- SHORT TASK 1:
Rewrite the passage of the Unicode normalization page that begins with "Unicode is a" and ends with "values in paths.", changing "machine-readable" to "computer-readable".
- SHORT TASK 2:
Extend the Unicode normalization page past its final sentence, writing the text that would follow.

- PAGE EXCERPT:
►

Skip to main content

Unicode Normalization

Unicode is a standard for representing characters from all worldwide languages in one machine-readable format. Files.com uses Unicode when working with text. Because paths are sensitive in a filesystem, Files.com follows a specific pattern for normalizing Unicode values in paths.

Files.com uses the NFKC (Normalization Form Compatibility Composition) algorithm for normalizing Unicode as part of path comparison.

Files.com is Unicode-preserving: the path name is stored using the actual Unicode representation used when the file or folder is first created, even though path comparison runs against the normalized form.

Exact Algorithm For Path Normalization

Files.com uses two algorithms for path normalization. The Normalize algorithm is applied to all paths provided to the Files.com service to remove noncompliance with our path requirements. If you are building an SDK or manual API integration to Files.com, implement this algorithm before sending paths to the Files.com API so they are treated on the server side the same way you provided them.

The Normalize For Comparison algorithm is used to compare two paths to determine whether they are the same. If your SDK or API integration needs to determine whether two file paths are the same, implement this algorithm as well.

◄

- SOURCE EXCERPT:
►

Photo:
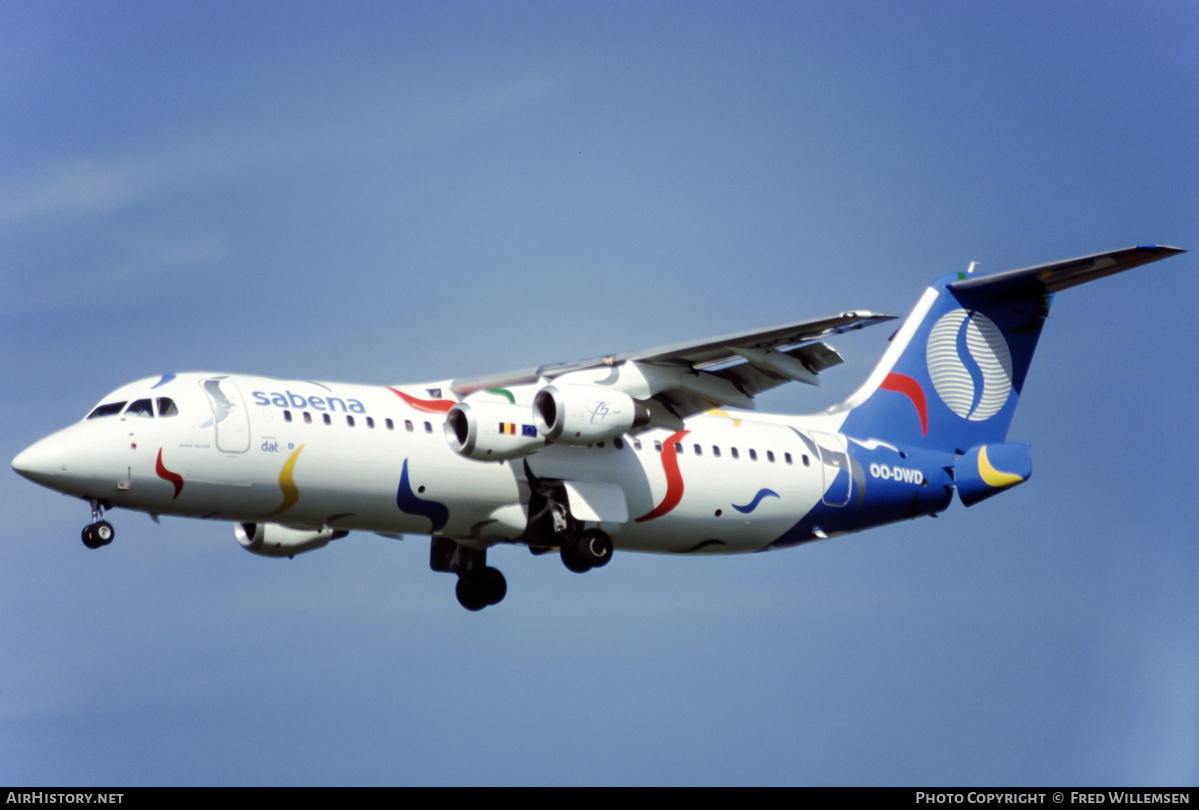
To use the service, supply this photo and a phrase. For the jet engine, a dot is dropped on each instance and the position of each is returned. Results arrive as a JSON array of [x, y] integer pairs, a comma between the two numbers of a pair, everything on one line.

◄

- ANSWER 1:
Unicode is a standard for representing characters from all worldwide languages in one computer-readable format. Files.com uses Unicode when working with text. Because paths are sensitive in a filesystem, Files.com follows a specific pattern for normalizing Unicode values in paths.

- ANSWER 2:
The official Files.com SDKs implement both algorithms natively. We recommend using the SDKs rather than implementing either algorithm by hand. The algorithms are described below, and sample code is available in the SDKs.

Normalize Algorithm

  • Convert the path to UTF-8
  • Remove any characters with byte value of 0
  • Convert any backslash \ characters to a forward slash /
  • Remove any trailing or leading slashes
  • Remove any path parts that are . or ..
  • Replace any duplicate forward slashes (such as /// with a single forward slash /)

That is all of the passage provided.